(保存済みエントリ)
•••

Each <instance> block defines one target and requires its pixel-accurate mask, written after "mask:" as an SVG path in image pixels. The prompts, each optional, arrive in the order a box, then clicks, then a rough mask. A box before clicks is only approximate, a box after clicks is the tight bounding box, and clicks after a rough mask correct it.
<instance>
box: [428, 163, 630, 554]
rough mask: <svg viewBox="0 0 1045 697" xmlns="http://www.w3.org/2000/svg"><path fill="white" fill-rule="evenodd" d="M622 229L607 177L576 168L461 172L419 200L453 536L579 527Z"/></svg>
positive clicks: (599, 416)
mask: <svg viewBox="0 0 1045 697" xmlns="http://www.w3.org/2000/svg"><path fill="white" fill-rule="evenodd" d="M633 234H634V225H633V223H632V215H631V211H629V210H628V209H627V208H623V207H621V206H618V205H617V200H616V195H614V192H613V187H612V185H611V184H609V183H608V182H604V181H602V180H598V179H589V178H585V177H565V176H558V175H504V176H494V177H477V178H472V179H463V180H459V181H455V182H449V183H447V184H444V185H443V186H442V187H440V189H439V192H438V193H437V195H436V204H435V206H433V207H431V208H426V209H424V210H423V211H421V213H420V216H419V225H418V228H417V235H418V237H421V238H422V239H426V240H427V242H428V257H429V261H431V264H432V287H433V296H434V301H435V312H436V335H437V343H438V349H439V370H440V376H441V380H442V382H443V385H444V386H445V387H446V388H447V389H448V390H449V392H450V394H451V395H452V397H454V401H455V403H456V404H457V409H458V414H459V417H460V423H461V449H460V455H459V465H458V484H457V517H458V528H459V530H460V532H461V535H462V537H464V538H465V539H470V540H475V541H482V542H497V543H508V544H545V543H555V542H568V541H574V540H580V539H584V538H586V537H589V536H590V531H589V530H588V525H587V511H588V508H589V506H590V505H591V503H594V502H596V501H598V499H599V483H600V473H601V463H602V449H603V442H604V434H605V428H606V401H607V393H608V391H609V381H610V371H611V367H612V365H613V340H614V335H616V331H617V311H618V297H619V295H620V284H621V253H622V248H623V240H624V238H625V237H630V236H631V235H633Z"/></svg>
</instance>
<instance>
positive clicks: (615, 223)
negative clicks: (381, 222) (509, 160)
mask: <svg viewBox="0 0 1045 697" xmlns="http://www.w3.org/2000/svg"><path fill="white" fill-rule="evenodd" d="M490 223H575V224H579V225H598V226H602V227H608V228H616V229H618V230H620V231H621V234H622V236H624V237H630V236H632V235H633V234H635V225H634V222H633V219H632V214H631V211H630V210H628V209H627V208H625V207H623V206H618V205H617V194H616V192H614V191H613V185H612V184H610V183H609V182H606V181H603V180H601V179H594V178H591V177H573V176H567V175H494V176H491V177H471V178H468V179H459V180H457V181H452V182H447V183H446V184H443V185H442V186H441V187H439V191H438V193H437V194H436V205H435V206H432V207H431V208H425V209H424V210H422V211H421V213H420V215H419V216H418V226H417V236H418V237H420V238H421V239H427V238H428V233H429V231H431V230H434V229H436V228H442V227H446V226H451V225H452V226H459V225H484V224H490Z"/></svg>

•••

上の行をすべて、「番号」と「行」の2列からなるMarkdownの表に変換してください。空行は表に含めない。

| 番号 | 行 |
|---|---|
| 1 | Each <instance> block defines one target and requires its pixel-accurate mask, written after "mask:" as an SVG path in image pixels. The prompts, each optional, arrive in the order a box, then clicks, then a rough mask. A box before clicks is only approximate, a box after clicks is the tight bounding box, and clicks after a rough mask correct it. |
| 2 | <instance> |
| 3 | box: [428, 163, 630, 554] |
| 4 | rough mask: <svg viewBox="0 0 1045 697" xmlns="http://www.w3.org/2000/svg"><path fill="white" fill-rule="evenodd" d="M622 229L607 177L576 168L461 172L419 200L453 536L579 527Z"/></svg> |
| 5 | positive clicks: (599, 416) |
| 6 | mask: <svg viewBox="0 0 1045 697" xmlns="http://www.w3.org/2000/svg"><path fill="white" fill-rule="evenodd" d="M633 234H634V225H633V223H632V215H631V211H629V210H628V209H627V208H623V207H621V206H618V205H617V200H616V195H614V192H613V187H612V185H611V184H609V183H608V182H604V181H602V180H598V179H589V178H585V177H565V176H558V175H504V176H494V177H477V178H472V179H463V180H459V181H455V182H449V183H447V184H444V185H443V186H442V187H440V189H439V192H438V193H437V195H436V204H435V206H433V207H431V208H426V209H424V210H423V211H421V213H420V216H419V225H418V228H417V235H418V237H421V238H422V239H426V240H427V242H428V257H429V261H431V264H432V287H433V296H434V301H435V312H436V335H437V343H438V349H439V370H440V376H441V380H442V382H443V385H444V386H445V387H446V388H447V389H448V390H449V392H450V394H451V395H452V397H454V401H455V403H456V404H457V409H458V414H459V417H460V423H461V449H460V455H459V465H458V484H457V517H458V528H459V530H460V532H461V535H462V537H464V538H465V539H470V540H475V541H482V542H497V543H508V544H545V543H555V542H568V541H574V540H580V539H584V538H586V537H589V536H590V531H589V530H588V525H587V511H588V508H589V506H590V505H591V503H594V502H596V501H598V499H599V483H600V473H601V463H602V449H603V442H604V434H605V428H606V401H607V393H608V391H609V381H610V371H611V367H612V365H613V340H614V335H616V331H617V311H618V297H619V295H620V284H621V253H622V248H623V240H624V238H625V237H630V236H631V235H633Z"/></svg> |
| 7 | </instance> |
| 8 | <instance> |
| 9 | positive clicks: (615, 223) |
| 10 | negative clicks: (381, 222) (509, 160) |
| 11 | mask: <svg viewBox="0 0 1045 697" xmlns="http://www.w3.org/2000/svg"><path fill="white" fill-rule="evenodd" d="M490 223H575V224H579V225H598V226H602V227H608V228H616V229H618V230H620V231H621V234H622V236H624V237H630V236H632V235H633V234H635V225H634V222H633V219H632V214H631V211H630V210H628V209H627V208H625V207H623V206H618V205H617V194H616V192H614V191H613V185H612V184H610V183H609V182H606V181H603V180H601V179H594V178H591V177H573V176H567V175H494V176H491V177H471V178H468V179H459V180H457V181H452V182H447V183H446V184H443V185H442V186H441V187H439V191H438V193H437V194H436V205H435V206H432V207H431V208H425V209H424V210H422V211H421V213H420V215H419V216H418V226H417V236H418V237H420V238H421V239H427V238H428V233H429V231H431V230H434V229H436V228H442V227H446V226H451V225H452V226H459V225H484V224H490Z"/></svg> |